=== TRY IT ===
Would you transcribe the line containing "around the blue" and every line after it, through the end of the records below, exactly and with nothing else?

------------------------------------

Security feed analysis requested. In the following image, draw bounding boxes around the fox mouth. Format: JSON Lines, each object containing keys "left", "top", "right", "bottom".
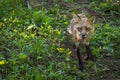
{"left": 82, "top": 37, "right": 86, "bottom": 40}
{"left": 80, "top": 34, "right": 87, "bottom": 40}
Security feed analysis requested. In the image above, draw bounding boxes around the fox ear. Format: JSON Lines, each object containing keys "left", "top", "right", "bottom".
{"left": 73, "top": 14, "right": 81, "bottom": 22}
{"left": 89, "top": 16, "right": 96, "bottom": 23}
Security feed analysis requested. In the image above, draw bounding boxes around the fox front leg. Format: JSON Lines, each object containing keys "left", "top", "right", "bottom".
{"left": 86, "top": 45, "right": 95, "bottom": 61}
{"left": 76, "top": 47, "right": 83, "bottom": 71}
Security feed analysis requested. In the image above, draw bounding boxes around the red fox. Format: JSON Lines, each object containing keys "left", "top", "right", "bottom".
{"left": 67, "top": 13, "right": 95, "bottom": 71}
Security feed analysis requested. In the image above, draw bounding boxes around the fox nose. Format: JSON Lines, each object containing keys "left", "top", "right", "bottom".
{"left": 82, "top": 34, "right": 86, "bottom": 39}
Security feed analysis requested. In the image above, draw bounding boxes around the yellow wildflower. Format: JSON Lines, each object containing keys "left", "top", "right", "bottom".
{"left": 67, "top": 51, "right": 72, "bottom": 55}
{"left": 31, "top": 34, "right": 35, "bottom": 38}
{"left": 57, "top": 48, "right": 64, "bottom": 53}
{"left": 0, "top": 22, "right": 4, "bottom": 27}
{"left": 0, "top": 60, "right": 5, "bottom": 65}
{"left": 57, "top": 30, "right": 61, "bottom": 35}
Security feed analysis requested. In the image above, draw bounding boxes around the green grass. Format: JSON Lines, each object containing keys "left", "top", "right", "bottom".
{"left": 0, "top": 0, "right": 120, "bottom": 80}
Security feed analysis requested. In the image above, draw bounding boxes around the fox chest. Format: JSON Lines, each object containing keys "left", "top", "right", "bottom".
{"left": 74, "top": 39, "right": 88, "bottom": 48}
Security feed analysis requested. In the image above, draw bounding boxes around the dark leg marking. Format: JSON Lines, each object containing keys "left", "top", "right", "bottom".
{"left": 76, "top": 47, "right": 83, "bottom": 71}
{"left": 72, "top": 43, "right": 76, "bottom": 49}
{"left": 86, "top": 45, "right": 95, "bottom": 61}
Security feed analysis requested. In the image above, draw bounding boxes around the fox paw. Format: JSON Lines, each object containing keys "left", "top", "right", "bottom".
{"left": 85, "top": 56, "right": 96, "bottom": 61}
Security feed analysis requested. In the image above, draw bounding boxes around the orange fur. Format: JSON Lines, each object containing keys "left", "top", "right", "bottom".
{"left": 67, "top": 14, "right": 95, "bottom": 71}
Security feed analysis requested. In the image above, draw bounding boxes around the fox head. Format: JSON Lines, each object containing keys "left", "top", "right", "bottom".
{"left": 67, "top": 14, "right": 95, "bottom": 42}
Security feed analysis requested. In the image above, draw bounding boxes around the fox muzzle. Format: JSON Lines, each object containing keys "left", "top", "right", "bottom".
{"left": 79, "top": 33, "right": 87, "bottom": 39}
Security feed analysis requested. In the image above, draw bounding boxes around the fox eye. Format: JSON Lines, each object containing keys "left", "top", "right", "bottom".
{"left": 77, "top": 28, "right": 82, "bottom": 31}
{"left": 86, "top": 27, "right": 90, "bottom": 31}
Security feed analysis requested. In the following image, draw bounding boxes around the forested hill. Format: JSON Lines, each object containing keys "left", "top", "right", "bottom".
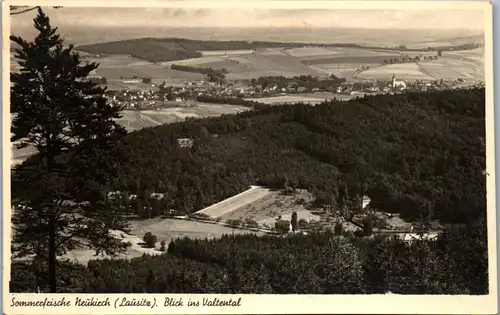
{"left": 105, "top": 88, "right": 486, "bottom": 225}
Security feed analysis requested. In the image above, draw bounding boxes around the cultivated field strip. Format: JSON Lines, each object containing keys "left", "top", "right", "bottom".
{"left": 195, "top": 186, "right": 271, "bottom": 218}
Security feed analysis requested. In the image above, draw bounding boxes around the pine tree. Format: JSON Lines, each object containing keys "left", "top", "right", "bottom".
{"left": 291, "top": 211, "right": 298, "bottom": 232}
{"left": 10, "top": 8, "right": 130, "bottom": 293}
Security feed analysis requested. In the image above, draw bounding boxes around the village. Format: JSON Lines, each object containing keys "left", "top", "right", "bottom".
{"left": 98, "top": 72, "right": 484, "bottom": 110}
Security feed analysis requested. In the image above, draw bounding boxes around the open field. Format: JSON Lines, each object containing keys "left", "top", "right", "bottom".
{"left": 63, "top": 218, "right": 261, "bottom": 264}
{"left": 84, "top": 54, "right": 205, "bottom": 84}
{"left": 357, "top": 62, "right": 434, "bottom": 81}
{"left": 356, "top": 58, "right": 483, "bottom": 82}
{"left": 283, "top": 47, "right": 344, "bottom": 57}
{"left": 117, "top": 103, "right": 250, "bottom": 130}
{"left": 163, "top": 52, "right": 323, "bottom": 80}
{"left": 195, "top": 186, "right": 271, "bottom": 218}
{"left": 199, "top": 49, "right": 255, "bottom": 56}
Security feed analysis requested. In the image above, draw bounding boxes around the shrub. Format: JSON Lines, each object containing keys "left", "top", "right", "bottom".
{"left": 298, "top": 218, "right": 308, "bottom": 228}
{"left": 143, "top": 232, "right": 158, "bottom": 248}
{"left": 245, "top": 219, "right": 259, "bottom": 229}
{"left": 227, "top": 219, "right": 242, "bottom": 227}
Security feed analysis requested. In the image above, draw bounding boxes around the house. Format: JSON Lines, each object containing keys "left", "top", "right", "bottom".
{"left": 399, "top": 232, "right": 439, "bottom": 243}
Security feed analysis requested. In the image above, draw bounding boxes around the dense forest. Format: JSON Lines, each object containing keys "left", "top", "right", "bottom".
{"left": 11, "top": 88, "right": 489, "bottom": 294}
{"left": 51, "top": 88, "right": 485, "bottom": 225}
{"left": 195, "top": 95, "right": 268, "bottom": 109}
{"left": 10, "top": 224, "right": 488, "bottom": 294}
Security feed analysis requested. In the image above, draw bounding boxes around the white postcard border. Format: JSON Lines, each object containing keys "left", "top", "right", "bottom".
{"left": 2, "top": 1, "right": 497, "bottom": 314}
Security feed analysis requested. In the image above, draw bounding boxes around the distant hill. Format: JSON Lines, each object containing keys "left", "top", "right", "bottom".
{"left": 76, "top": 37, "right": 485, "bottom": 63}
{"left": 75, "top": 38, "right": 366, "bottom": 63}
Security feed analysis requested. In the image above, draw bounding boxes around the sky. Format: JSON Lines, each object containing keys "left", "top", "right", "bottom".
{"left": 11, "top": 7, "right": 485, "bottom": 30}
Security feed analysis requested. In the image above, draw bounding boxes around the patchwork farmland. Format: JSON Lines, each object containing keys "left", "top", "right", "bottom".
{"left": 74, "top": 43, "right": 484, "bottom": 84}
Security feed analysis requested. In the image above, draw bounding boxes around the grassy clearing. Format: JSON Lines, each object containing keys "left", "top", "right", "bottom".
{"left": 357, "top": 62, "right": 434, "bottom": 81}
{"left": 284, "top": 47, "right": 343, "bottom": 57}
{"left": 62, "top": 218, "right": 261, "bottom": 265}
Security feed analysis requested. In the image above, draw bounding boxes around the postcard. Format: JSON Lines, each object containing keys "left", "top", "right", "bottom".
{"left": 3, "top": 0, "right": 497, "bottom": 314}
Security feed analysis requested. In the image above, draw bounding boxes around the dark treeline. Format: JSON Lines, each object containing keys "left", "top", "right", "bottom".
{"left": 196, "top": 95, "right": 269, "bottom": 109}
{"left": 10, "top": 224, "right": 488, "bottom": 294}
{"left": 171, "top": 64, "right": 229, "bottom": 75}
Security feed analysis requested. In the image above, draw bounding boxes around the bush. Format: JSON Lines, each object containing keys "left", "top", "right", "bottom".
{"left": 245, "top": 219, "right": 259, "bottom": 229}
{"left": 298, "top": 218, "right": 308, "bottom": 228}
{"left": 226, "top": 219, "right": 242, "bottom": 227}
{"left": 143, "top": 232, "right": 158, "bottom": 248}
{"left": 160, "top": 240, "right": 166, "bottom": 252}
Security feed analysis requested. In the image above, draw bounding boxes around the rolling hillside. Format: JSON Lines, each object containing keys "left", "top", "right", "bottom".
{"left": 75, "top": 37, "right": 485, "bottom": 63}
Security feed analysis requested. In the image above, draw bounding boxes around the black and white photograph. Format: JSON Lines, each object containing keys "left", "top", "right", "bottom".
{"left": 4, "top": 0, "right": 497, "bottom": 313}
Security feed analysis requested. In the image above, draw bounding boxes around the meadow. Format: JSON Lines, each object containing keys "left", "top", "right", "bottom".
{"left": 356, "top": 48, "right": 484, "bottom": 82}
{"left": 62, "top": 218, "right": 261, "bottom": 265}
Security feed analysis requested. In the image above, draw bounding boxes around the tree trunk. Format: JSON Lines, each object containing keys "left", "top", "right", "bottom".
{"left": 48, "top": 216, "right": 57, "bottom": 293}
{"left": 46, "top": 150, "right": 57, "bottom": 293}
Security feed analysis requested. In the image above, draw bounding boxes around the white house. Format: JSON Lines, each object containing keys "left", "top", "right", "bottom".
{"left": 362, "top": 195, "right": 371, "bottom": 209}
{"left": 401, "top": 232, "right": 439, "bottom": 243}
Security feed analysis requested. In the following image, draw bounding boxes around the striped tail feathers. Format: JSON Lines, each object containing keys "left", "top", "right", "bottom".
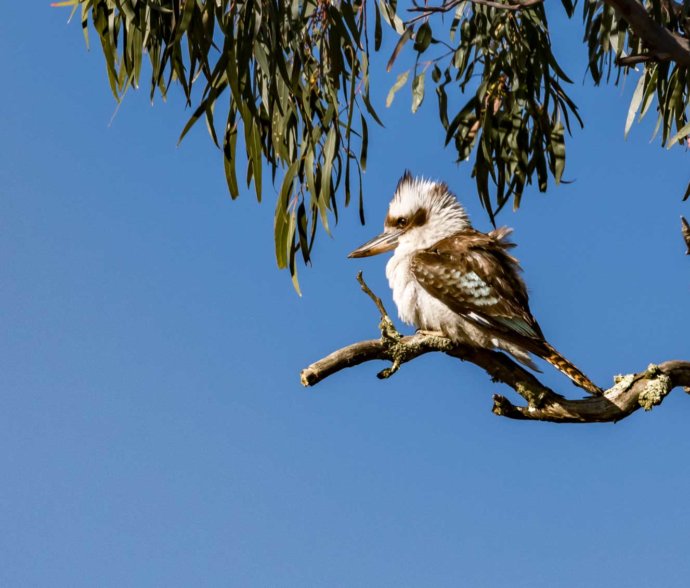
{"left": 539, "top": 341, "right": 602, "bottom": 395}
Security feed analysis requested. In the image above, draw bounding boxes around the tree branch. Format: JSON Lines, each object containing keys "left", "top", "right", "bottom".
{"left": 616, "top": 53, "right": 656, "bottom": 66}
{"left": 406, "top": 0, "right": 543, "bottom": 24}
{"left": 406, "top": 0, "right": 690, "bottom": 66}
{"left": 601, "top": 0, "right": 690, "bottom": 65}
{"left": 300, "top": 277, "right": 690, "bottom": 423}
{"left": 491, "top": 362, "right": 690, "bottom": 422}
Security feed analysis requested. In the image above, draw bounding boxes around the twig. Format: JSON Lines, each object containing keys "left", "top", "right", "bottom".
{"left": 356, "top": 271, "right": 389, "bottom": 320}
{"left": 616, "top": 53, "right": 656, "bottom": 66}
{"left": 405, "top": 0, "right": 543, "bottom": 24}
{"left": 408, "top": 0, "right": 542, "bottom": 15}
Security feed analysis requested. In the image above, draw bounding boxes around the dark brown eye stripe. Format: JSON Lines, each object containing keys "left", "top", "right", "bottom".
{"left": 410, "top": 208, "right": 427, "bottom": 227}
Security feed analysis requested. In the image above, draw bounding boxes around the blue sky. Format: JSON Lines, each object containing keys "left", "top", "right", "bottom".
{"left": 1, "top": 4, "right": 689, "bottom": 587}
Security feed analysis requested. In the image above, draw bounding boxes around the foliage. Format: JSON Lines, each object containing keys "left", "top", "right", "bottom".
{"left": 56, "top": 0, "right": 377, "bottom": 291}
{"left": 387, "top": 0, "right": 689, "bottom": 214}
{"left": 54, "top": 0, "right": 690, "bottom": 286}
{"left": 583, "top": 0, "right": 690, "bottom": 148}
{"left": 386, "top": 0, "right": 582, "bottom": 222}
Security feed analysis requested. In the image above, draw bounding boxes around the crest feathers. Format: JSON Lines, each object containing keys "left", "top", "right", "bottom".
{"left": 396, "top": 170, "right": 414, "bottom": 193}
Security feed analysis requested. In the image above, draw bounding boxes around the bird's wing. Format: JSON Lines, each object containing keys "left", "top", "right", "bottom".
{"left": 410, "top": 229, "right": 543, "bottom": 340}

------------------------------------

=== EXPECTED ANSWER ===
Security feed analysis requested. In the image above, draw bounding boxes around the blue sky. Format: JSON Lines, each object containing keys "left", "top", "right", "bottom".
{"left": 1, "top": 4, "right": 689, "bottom": 587}
Security feed analysis requested. In the image above, draw bounding boxes around the foliage. Format: JSON Lines, each object containing keys "left", "top", "right", "bottom".
{"left": 56, "top": 0, "right": 377, "bottom": 291}
{"left": 387, "top": 0, "right": 689, "bottom": 214}
{"left": 54, "top": 0, "right": 690, "bottom": 286}
{"left": 583, "top": 0, "right": 690, "bottom": 148}
{"left": 386, "top": 0, "right": 582, "bottom": 222}
Security feed analysis requested. In the image above, draw bounding boxes around the crest feathers. Format: JSON Lines, each object containing keys "left", "top", "right", "bottom".
{"left": 396, "top": 170, "right": 414, "bottom": 193}
Security feed analysis requested. In the image above, draw bounding boxes around the bird's wing. Format: JSON Lines, each object containing keys "left", "top", "right", "bottom".
{"left": 410, "top": 229, "right": 543, "bottom": 340}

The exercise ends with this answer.